▶ WORK REQUEST: Wherever a line of the data contains "query", copy that line.

▶ DATA:
*** Begin section ***
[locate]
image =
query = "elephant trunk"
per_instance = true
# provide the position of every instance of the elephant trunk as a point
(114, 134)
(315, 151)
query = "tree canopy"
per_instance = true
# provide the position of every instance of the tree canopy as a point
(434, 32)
*** End section ***
*** Begin section ***
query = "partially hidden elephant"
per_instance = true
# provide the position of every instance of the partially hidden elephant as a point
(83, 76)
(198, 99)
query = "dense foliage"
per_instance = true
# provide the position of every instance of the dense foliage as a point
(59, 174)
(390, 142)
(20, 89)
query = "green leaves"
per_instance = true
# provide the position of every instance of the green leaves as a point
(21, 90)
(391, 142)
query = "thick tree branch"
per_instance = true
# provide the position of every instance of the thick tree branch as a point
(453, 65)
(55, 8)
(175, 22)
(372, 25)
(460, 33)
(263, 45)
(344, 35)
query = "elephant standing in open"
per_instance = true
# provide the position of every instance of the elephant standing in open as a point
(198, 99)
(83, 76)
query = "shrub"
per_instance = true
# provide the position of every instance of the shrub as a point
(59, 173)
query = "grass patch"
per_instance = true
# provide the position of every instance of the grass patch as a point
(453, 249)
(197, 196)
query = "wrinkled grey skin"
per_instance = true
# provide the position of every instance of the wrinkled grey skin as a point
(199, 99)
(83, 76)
*** End section ***
▶ TASK ANSWER:
query = "elephant trunk"
query = "tree canopy"
query = "partially hidden elephant"
query = "dense foliage"
query = "green leaves"
query = "thick tree branch"
query = "elephant standing in open"
query = "shrub"
query = "grass patch"
query = "wrinkled grey skin"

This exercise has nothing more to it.